Zitierter Auszug>
"Die Träume werde ich meinen Spielerinnen nicht nehmen"

Brenzlige Situationen gab es vor dem Werder-Tor ausreichend. Trotz des deutlichen Ergebnisses schlug sich Werder jedoch hervorragend gegen den deutschen Vize-Meister aus Duisburg.
Frauen
Donnerstag, 01.01.1970 / 01:00 Uhr

Am Sonntag, 19.10.2008, um 11 Uhr kommt es auf Platz 12 am Weser-Stadion zu einem ganz besonderen DFB-Pokalspiel. Das Frauen-Regionalligateam der Grün-Weißen trifft auf den Vize-Meister und Europapokalteilnehmer FCR 2001 Duisburg, der voraussichtlich mit vier aktuellen Weltmeisterinnen antreten wird. Eine unglaubliche Herausforderung für die jungen Bremer Spielerinnen, die erst seit dem vergangenen Jahr als Team zusammenspielen. WERDER.DE hat vor der Partie mit Trainerin Birte Brüggemann gesprochen.

 

Frau Brüggemann, hat man in dieser Woche gespürt, dass das "Spiel des Jahres" für die Mannschaft kurz bevorsteht?

Das wird nicht das "Spiel des Jahres" sein. Nein, die "Spiele des Jahres" waren unsere entscheidenden Aufstiegsspiele im Sommer gegen Ratzburg und Niendorf. Mit diesen Partien war alles verbunden, mit was wir uns hier seit Monaten intensiv beschäftigen. Wenn wir uns da nicht durchgesetzt hätten, wären wir nicht so weit, wie wir jetzt sind, hätten nicht diese Mannschaft zusammen, stünden nicht in der zweiten DFB-Pokalrunde.

 

Aber ein Spiel gegen ein mit Weltmeisterinnen gespicktes Team, das um den Titel mitspielt und in der Bundesliga die meisten Tore geschossen hat, ist zumindest sehr außergewöhnlich?

Offene Aufgaben>
[A] Nenne alle Mannschaften, gegen die Werder laut dem Interview spielt oder gespielt hat.
[B] Schreibe aus dem Interview alles von „Aber ein Spiel“ bis hinunter zu „zumindest sehr außergewöhnlich?“ ab.
Die Daten sind eigenständiges Material und gehören nicht zum Interview.

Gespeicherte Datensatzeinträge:
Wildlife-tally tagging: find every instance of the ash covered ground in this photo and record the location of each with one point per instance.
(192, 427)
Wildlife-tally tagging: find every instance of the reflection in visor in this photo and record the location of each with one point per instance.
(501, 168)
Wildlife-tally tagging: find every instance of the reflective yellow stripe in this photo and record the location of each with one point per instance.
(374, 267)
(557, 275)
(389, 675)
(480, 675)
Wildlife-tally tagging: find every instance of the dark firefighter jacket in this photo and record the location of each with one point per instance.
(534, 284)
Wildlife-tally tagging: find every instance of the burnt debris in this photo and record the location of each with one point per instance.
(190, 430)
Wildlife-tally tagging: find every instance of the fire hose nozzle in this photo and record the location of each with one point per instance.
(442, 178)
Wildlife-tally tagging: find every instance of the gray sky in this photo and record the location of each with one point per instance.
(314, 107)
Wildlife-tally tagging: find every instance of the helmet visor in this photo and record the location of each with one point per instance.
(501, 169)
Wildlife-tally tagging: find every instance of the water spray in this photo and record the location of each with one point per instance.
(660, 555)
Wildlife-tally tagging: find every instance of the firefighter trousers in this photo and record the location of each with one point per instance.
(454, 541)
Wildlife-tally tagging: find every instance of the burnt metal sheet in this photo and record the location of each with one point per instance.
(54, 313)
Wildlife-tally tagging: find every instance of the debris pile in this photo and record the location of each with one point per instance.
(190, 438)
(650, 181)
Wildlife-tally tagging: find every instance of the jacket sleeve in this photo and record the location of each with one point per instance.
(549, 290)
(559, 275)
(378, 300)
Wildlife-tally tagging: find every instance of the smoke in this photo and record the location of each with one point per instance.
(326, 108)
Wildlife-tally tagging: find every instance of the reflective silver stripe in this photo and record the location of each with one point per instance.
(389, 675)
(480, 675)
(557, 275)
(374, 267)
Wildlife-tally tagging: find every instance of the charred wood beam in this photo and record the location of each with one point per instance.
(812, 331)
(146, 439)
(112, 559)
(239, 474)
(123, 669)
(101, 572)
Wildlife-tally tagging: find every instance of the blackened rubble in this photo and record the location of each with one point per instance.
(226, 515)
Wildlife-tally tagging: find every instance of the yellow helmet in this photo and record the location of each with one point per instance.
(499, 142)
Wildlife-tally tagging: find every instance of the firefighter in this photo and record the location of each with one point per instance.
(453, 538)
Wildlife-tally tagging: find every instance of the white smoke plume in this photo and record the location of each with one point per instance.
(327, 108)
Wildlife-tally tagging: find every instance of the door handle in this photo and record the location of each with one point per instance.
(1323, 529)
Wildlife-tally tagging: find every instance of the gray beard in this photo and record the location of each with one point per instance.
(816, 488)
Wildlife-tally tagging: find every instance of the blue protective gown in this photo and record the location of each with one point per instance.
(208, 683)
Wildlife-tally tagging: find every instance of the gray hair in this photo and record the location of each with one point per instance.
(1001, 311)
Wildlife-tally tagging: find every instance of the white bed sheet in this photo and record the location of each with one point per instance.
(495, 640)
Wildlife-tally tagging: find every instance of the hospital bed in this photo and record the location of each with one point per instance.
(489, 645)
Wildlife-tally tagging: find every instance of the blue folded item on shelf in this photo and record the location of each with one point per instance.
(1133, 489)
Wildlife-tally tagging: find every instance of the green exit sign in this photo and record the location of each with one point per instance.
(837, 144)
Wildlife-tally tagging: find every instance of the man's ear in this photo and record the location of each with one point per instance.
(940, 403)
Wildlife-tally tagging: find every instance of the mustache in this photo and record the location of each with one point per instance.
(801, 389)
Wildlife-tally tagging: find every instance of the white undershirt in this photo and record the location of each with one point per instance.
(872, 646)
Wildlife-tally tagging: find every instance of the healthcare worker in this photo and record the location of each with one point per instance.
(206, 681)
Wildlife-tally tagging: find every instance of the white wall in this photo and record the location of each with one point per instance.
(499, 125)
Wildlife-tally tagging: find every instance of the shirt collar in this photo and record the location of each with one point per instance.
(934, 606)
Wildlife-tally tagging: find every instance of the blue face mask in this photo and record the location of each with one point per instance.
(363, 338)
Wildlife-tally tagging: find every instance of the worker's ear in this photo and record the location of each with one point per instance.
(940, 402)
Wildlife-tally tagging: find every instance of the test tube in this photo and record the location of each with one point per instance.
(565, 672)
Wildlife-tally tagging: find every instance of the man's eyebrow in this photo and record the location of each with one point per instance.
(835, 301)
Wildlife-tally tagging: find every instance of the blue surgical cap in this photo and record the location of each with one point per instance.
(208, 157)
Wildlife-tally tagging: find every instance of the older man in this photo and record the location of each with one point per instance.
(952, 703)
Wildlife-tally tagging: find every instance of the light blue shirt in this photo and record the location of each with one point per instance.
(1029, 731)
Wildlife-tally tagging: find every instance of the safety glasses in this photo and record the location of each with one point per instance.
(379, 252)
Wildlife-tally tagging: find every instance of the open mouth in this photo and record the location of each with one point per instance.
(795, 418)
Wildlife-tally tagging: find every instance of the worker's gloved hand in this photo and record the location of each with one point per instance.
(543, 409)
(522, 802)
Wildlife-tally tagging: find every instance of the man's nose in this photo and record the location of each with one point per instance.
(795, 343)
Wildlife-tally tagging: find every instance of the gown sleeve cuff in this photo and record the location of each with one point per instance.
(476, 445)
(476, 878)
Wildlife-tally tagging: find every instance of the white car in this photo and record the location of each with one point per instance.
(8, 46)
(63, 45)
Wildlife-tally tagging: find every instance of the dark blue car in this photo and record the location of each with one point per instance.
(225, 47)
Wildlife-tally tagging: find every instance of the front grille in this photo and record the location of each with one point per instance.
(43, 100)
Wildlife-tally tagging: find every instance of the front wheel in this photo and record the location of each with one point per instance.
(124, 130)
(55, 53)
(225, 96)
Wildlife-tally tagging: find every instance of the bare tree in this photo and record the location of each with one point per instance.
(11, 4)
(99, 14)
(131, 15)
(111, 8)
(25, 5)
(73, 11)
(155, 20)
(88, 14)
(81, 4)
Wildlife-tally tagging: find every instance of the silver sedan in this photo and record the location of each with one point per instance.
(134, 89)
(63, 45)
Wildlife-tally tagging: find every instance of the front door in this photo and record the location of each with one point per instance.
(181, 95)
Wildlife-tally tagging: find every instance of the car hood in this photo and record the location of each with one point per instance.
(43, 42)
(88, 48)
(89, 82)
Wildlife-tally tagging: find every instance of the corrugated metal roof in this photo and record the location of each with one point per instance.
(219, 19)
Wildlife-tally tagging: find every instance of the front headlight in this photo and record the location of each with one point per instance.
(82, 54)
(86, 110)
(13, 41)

Schriftliche Antworten>
[A] FCR 2001 Duisburg, Ratzburg, Niendorf

[B]
Aber ein Spiel gegen ein mit Weltmeisterinnen gespicktes Team, das um den Titel mitspielt und in der Bundesliga die meisten Tore geschossen hat, ist zumindest sehr außergewöhnlich?